— START OF Records provided —

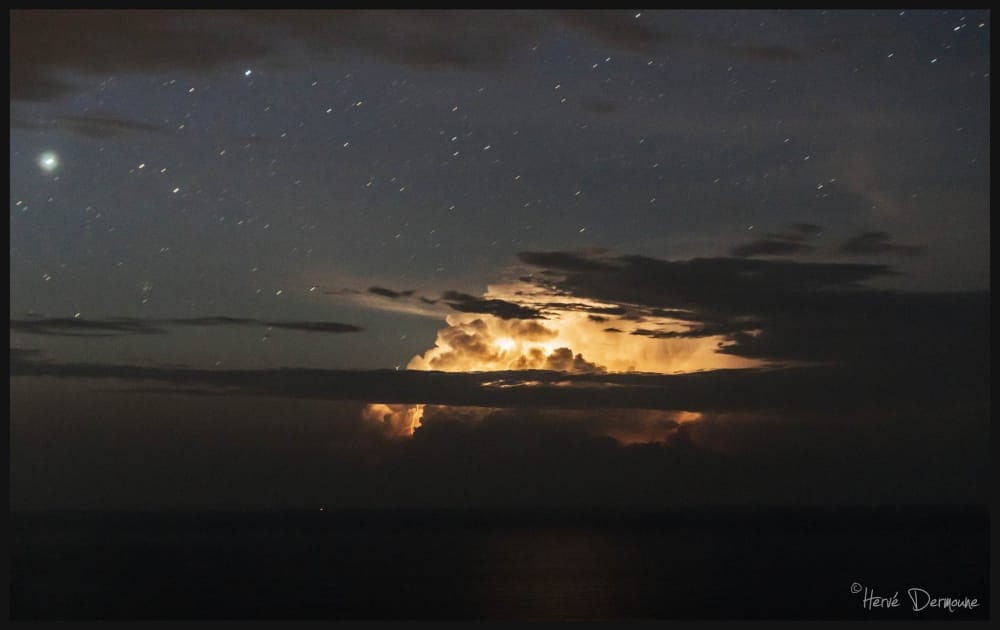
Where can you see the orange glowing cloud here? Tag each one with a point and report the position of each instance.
(564, 337)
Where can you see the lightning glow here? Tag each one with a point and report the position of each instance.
(48, 161)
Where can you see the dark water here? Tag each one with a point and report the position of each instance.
(730, 564)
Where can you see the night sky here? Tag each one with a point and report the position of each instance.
(307, 259)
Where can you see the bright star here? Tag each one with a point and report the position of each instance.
(48, 161)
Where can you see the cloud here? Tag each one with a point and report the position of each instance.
(786, 243)
(71, 327)
(833, 389)
(120, 326)
(875, 243)
(102, 125)
(771, 246)
(49, 47)
(505, 310)
(389, 293)
(321, 327)
(784, 310)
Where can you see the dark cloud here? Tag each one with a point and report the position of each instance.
(831, 388)
(104, 125)
(323, 327)
(770, 246)
(48, 47)
(765, 53)
(501, 308)
(875, 243)
(79, 327)
(789, 311)
(617, 28)
(389, 293)
(786, 243)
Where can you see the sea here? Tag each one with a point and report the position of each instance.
(524, 564)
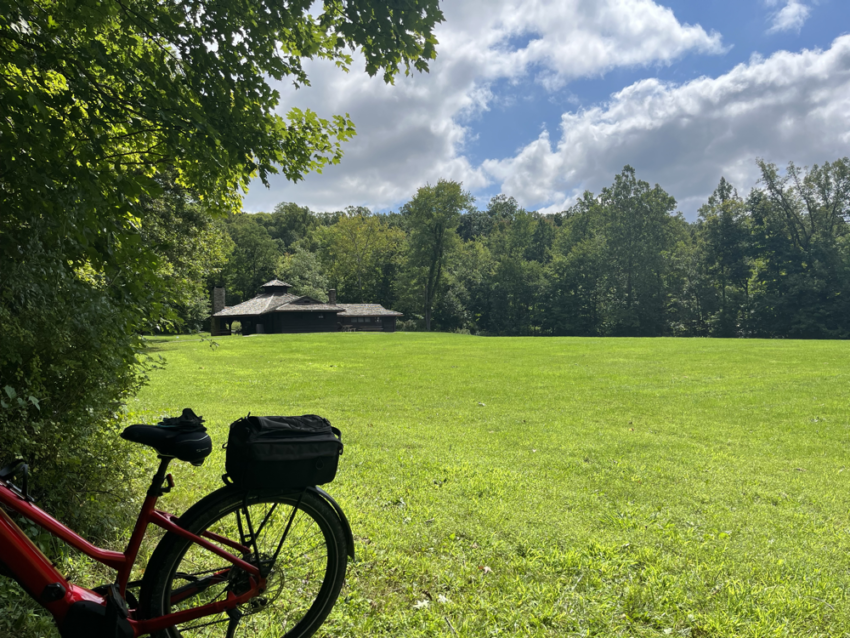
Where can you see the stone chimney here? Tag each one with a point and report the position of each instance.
(218, 299)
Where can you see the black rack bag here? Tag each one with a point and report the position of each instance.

— END OF Records provided —

## Exercise description
Write the lines above as a JSON list of strings, one string per line, skipping blank lines and leaving out the pictures.

## Expected output
[
  "Where can you see the orange glowing cloud here? Tag each one with a point and report the position of each instance.",
  "(564, 337)",
  "Where can you see the lightning glow here? Tag each one with a point and report the position of each instance.",
  "(48, 161)",
  "Where can you see the dark water here? Tag each one with a point and report the position of each instance.",
  "(730, 564)",
  "Where can you see the night sky here? Tag each one with a point and report the position of each instance.",
  "(307, 259)",
  "Where can you see the bright star here? Tag each one with a point and report the position of each instance.",
  "(48, 161)",
  "Where can you see the cloud here? Tag each one with a point and report the position of each instance.",
  "(786, 243)",
  "(71, 327)",
  "(833, 389)",
  "(120, 326)",
  "(875, 243)",
  "(102, 125)",
  "(771, 246)",
  "(49, 47)",
  "(505, 310)",
  "(389, 293)",
  "(321, 327)",
  "(784, 310)",
  "Where can you see the dark cloud here? Tag each one with a point and report the position of each instance.",
  "(831, 388)",
  "(104, 125)",
  "(323, 327)",
  "(770, 246)",
  "(48, 47)",
  "(765, 53)",
  "(501, 308)",
  "(875, 243)",
  "(79, 327)",
  "(789, 311)",
  "(617, 28)",
  "(389, 293)",
  "(786, 243)",
  "Where can you see the sea here? Tag each one with a point and report the position of each instance.",
  "(524, 564)",
  "Where can you see the stone chimney here? Tag each one with a point and report the position of each instance.",
  "(218, 299)",
  "Where can you see the black rack bag here? Tag each one with a point and report the position of each instance."
]